*Exercise instructions*: Turn the lines of these items into a numbered list, omitting blank lines and leaving the pictures out of the answer.

*Dataset records*:
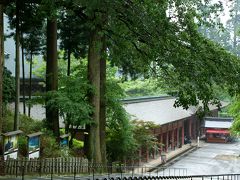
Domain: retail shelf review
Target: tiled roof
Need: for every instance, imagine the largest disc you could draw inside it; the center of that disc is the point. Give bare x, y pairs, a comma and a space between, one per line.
159, 110
218, 122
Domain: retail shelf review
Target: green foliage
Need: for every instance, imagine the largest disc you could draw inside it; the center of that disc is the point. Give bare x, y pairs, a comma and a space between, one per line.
119, 130
49, 146
234, 110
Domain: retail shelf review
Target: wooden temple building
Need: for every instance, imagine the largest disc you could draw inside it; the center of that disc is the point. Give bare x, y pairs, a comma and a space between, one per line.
216, 129
176, 124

*Written answer*:
1. Domain: retail shelf review
2. Target: tiled roof
3. Need: for every instance, imagine the largest disc you could draw inside it; the center of that disc is the point. Give bare x, y pairs, a comma and a space between, one per line.
4. 159, 110
5. 218, 122
6. Domain: retail shelf review
7. Target: green foliage
8. Need: for every instance, imagine the largest disc you could draw inside it; the center of that disc is the point. Give bare x, y pairs, a comma and a space between, one per line.
9. 119, 130
10. 49, 146
11. 234, 110
12. Domain: retail shelf review
13. Target: wooden temple building
14. Need: for every instance, imagine the largest disc you could draw inside it; the center of that disc is the point. Give bare x, y pairs, a comma and a space between, one per line.
15. 216, 129
16. 176, 124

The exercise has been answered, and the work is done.